## TRY IT
What lines below contain the string "block"? List them all.

## RECORDED INFORMATION
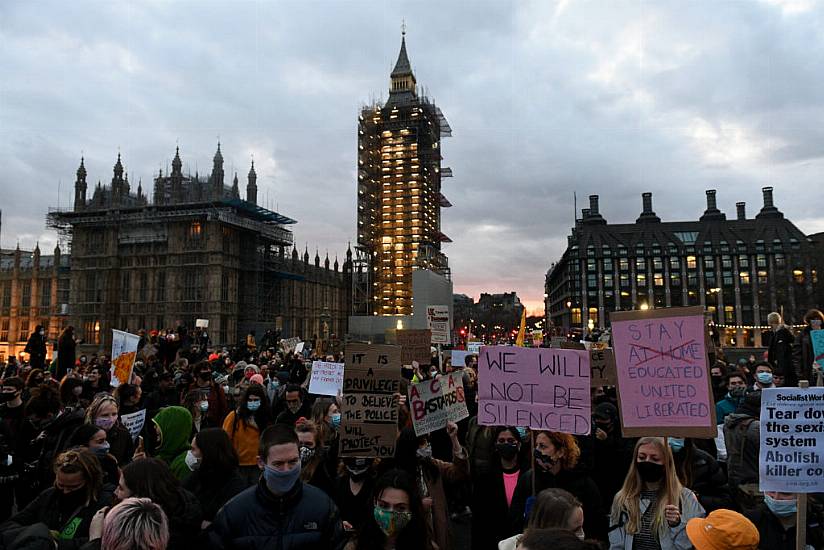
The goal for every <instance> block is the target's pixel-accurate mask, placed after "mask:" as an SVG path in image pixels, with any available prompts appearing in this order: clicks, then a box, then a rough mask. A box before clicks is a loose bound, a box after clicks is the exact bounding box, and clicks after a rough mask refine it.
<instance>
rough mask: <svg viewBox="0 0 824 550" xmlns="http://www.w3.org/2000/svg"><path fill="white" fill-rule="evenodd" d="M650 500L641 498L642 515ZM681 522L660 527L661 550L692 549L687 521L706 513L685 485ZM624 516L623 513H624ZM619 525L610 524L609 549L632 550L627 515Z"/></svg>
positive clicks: (622, 520)
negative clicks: (689, 535)
mask: <svg viewBox="0 0 824 550" xmlns="http://www.w3.org/2000/svg"><path fill="white" fill-rule="evenodd" d="M649 504H650V501H649V500H648V499H643V498H642V499H641V509H640V511H641V515H643V514H644V512H646V510H647V508H648V507H649ZM679 508H680V509H681V522H680V523H679V524H678V525H676V526H675V527H670V526H669V525H667V524H666V522H664V523H662V524H661V527H660V528H659V529H658V542H659V543H660V544H661V550H690V549H691V548H692V543H691V542H690V539H689V538H688V537H687V522H688V521H689V520H691V519H692V518H700V517H704V516H705V515H706V512H705V511H704V508H703V507H702V506H701V504H699V503H698V498H697V497H696V496H695V493H693V492H692V491H690V490H689V489H687V488H686V487H684V488H683V489H681V502H680V506H679ZM622 516H623V514H622ZM619 519H620V521H618V522H615V519H613V520H612V521H613V523H617V525H613V526H610V531H609V550H632V541H633V538H634V537H633V535H632V534H630V533H627V531H626V527H625V524H624V523H625V517H621V518H619Z"/></svg>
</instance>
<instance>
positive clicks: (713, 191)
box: [707, 189, 718, 210]
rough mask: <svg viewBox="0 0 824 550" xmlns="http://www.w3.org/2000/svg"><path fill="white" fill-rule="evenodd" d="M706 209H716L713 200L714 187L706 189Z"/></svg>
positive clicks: (715, 205) (716, 206)
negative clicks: (709, 188)
mask: <svg viewBox="0 0 824 550" xmlns="http://www.w3.org/2000/svg"><path fill="white" fill-rule="evenodd" d="M707 210H718V205H717V204H716V202H715V189H707Z"/></svg>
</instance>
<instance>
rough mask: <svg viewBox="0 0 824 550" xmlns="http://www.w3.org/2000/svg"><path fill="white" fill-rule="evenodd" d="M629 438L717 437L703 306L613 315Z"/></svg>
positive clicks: (623, 432) (614, 312) (615, 353)
mask: <svg viewBox="0 0 824 550" xmlns="http://www.w3.org/2000/svg"><path fill="white" fill-rule="evenodd" d="M610 320H611V323H612V339H613V349H614V352H615V364H616V369H617V377H618V398H619V402H620V405H621V406H620V411H621V425H622V428H623V435H624V437H639V436H645V435H656V436H676V437H716V435H717V428H716V425H715V406H714V405H713V400H712V389H711V388H710V378H709V368H708V366H707V352H706V344H705V335H706V325H705V321H704V309H703V308H702V307H685V308H664V309H655V310H648V311H618V312H613V313H611V314H610Z"/></svg>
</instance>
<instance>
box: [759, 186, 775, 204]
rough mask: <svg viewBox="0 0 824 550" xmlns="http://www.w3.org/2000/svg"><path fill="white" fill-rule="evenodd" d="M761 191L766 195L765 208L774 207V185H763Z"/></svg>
mask: <svg viewBox="0 0 824 550" xmlns="http://www.w3.org/2000/svg"><path fill="white" fill-rule="evenodd" d="M761 193H762V194H763V195H764V208H773V207H774V206H775V204H773V200H772V187H762V188H761Z"/></svg>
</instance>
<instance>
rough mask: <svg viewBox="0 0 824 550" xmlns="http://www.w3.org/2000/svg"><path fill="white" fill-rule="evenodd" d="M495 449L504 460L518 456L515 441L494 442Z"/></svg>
mask: <svg viewBox="0 0 824 550" xmlns="http://www.w3.org/2000/svg"><path fill="white" fill-rule="evenodd" d="M495 450H496V451H498V455H499V456H500V457H501V458H503V459H504V460H512V459H513V458H515V457H516V456H518V444H517V443H496V444H495Z"/></svg>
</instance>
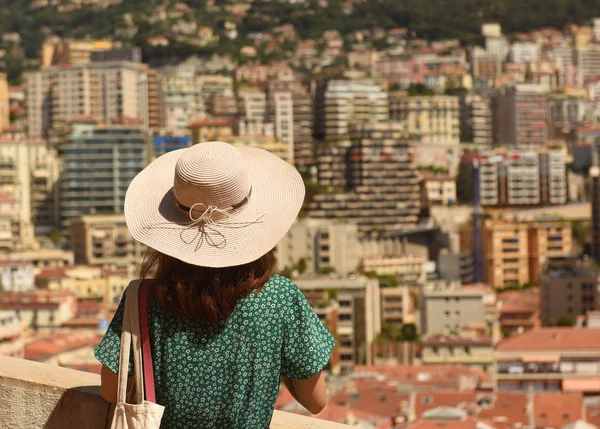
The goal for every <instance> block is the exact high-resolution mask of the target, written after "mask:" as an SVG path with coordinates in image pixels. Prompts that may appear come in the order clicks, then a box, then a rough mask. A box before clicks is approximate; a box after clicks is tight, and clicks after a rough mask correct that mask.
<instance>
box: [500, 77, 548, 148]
mask: <svg viewBox="0 0 600 429" xmlns="http://www.w3.org/2000/svg"><path fill="white" fill-rule="evenodd" d="M493 110H494V144H495V145H497V146H510V147H518V148H521V147H535V146H544V145H546V143H547V142H548V122H547V99H546V94H545V93H544V91H543V88H542V86H540V85H536V84H518V85H512V86H505V87H503V88H501V89H499V90H498V91H496V93H495V94H494V96H493Z"/></svg>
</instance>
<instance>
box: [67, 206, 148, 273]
mask: <svg viewBox="0 0 600 429" xmlns="http://www.w3.org/2000/svg"><path fill="white" fill-rule="evenodd" d="M69 237H70V240H71V246H72V247H73V252H74V254H75V263H76V264H84V265H101V266H111V267H119V268H130V267H132V266H135V265H137V264H139V263H140V261H141V260H142V258H143V256H144V252H145V251H146V246H144V245H142V244H141V243H139V242H137V241H135V240H134V239H133V237H132V236H131V234H130V233H129V230H128V229H127V224H126V223H125V215H123V214H113V215H111V214H109V215H85V216H81V217H77V218H73V219H72V220H71V224H70V231H69Z"/></svg>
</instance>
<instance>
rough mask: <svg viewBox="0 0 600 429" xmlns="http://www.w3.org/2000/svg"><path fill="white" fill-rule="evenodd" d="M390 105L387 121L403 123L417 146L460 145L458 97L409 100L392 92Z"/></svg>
mask: <svg viewBox="0 0 600 429" xmlns="http://www.w3.org/2000/svg"><path fill="white" fill-rule="evenodd" d="M389 104H390V119H391V120H393V121H399V122H401V123H402V124H404V129H405V131H406V132H407V133H408V134H409V136H410V139H411V140H413V141H415V142H418V143H419V144H420V145H458V144H459V143H460V123H459V102H458V97H452V96H443V95H436V96H431V97H410V96H407V95H404V94H403V93H400V94H399V93H392V94H390V99H389Z"/></svg>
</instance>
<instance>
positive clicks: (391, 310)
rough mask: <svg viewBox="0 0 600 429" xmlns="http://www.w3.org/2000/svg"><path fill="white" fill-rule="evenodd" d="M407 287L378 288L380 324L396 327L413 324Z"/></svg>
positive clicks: (407, 286) (412, 311)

## TASK ANSWER
The goal for every <instance> block is the target's pixel-accurate mask, placed after "mask:" as an SVG path in image pixels, with any available prompts appearing in this order: clicks, then a box, then a rough mask. A box before clicks is a loose bound, a box after clicks is the exact bounding box, and clicks after a rough mask refine it.
The goal for every <instance> block is the exact high-resolution mask of the target, written after "mask:" as an SVG path with coordinates in image pixels. Prompts that may appear come in the order clicks, then a box, then a rough mask. A box before clicks is approximate; a box after clicks is tight, and clicks after a rough mask correct that mask.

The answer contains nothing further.